* **Instructions to follow**:
Could you write out every one of the lines below, character for character?

* **Data listing**:

— Begin —

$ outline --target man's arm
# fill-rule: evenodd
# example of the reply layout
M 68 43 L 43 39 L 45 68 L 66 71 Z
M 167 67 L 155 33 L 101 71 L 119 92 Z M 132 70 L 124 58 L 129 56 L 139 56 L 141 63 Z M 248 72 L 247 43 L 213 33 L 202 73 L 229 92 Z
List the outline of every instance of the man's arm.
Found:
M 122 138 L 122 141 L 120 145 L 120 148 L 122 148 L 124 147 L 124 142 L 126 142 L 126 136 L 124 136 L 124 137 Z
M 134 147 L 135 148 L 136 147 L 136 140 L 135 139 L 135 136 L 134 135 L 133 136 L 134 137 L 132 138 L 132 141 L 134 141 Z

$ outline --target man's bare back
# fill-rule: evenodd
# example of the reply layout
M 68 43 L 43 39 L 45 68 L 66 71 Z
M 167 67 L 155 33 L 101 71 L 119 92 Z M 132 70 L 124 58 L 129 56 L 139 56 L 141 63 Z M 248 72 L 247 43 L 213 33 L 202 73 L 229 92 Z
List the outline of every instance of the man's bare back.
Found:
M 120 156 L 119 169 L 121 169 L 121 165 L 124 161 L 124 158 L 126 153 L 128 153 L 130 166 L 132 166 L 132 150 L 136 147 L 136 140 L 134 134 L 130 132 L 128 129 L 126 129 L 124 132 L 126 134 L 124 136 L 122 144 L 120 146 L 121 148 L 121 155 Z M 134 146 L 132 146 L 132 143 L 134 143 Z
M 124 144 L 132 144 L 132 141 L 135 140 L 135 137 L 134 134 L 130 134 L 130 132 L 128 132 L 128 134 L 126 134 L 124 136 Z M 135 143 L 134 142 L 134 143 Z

— End —

* **Answer for the task**:
$ outline --target man's arm
# fill-rule: evenodd
# example of the reply layout
M 68 43 L 43 39 L 45 68 L 66 71 Z
M 167 67 L 155 33 L 101 71 L 119 92 Z M 132 70 L 124 58 L 129 56 L 139 56 L 141 63 Z M 248 72 L 247 43 L 213 33 L 202 73 L 229 92 Z
List the outline of every instance of the man's arm.
Found:
M 122 138 L 122 141 L 120 145 L 120 148 L 122 148 L 124 147 L 124 142 L 126 142 L 126 136 L 124 136 L 124 137 Z
M 134 147 L 135 148 L 136 147 L 136 140 L 135 139 L 135 136 L 134 135 L 133 136 L 134 137 L 132 138 L 132 141 L 134 141 Z

$ outline --target man's bare back
# fill-rule: evenodd
# example of the reply layout
M 68 43 L 43 39 L 45 68 L 66 71 Z
M 167 67 L 155 33 L 101 71 L 119 92 Z M 132 70 L 124 58 L 129 56 L 139 56 L 141 63 Z M 248 72 L 247 43 L 213 33 L 202 73 L 229 92 Z
List the outline of every instance of the man's bare back.
Found:
M 120 156 L 119 169 L 121 169 L 121 165 L 124 161 L 124 158 L 126 153 L 128 153 L 130 166 L 132 166 L 132 150 L 136 147 L 136 140 L 134 134 L 130 132 L 128 129 L 126 129 L 124 132 L 126 134 L 124 136 L 122 144 L 120 146 L 121 148 L 121 155 Z M 134 146 L 132 146 L 132 143 L 134 143 Z
M 124 144 L 132 144 L 132 141 L 135 140 L 135 137 L 134 134 L 130 134 L 130 132 L 128 132 L 128 134 L 126 134 L 124 136 Z M 135 143 L 134 142 L 134 143 Z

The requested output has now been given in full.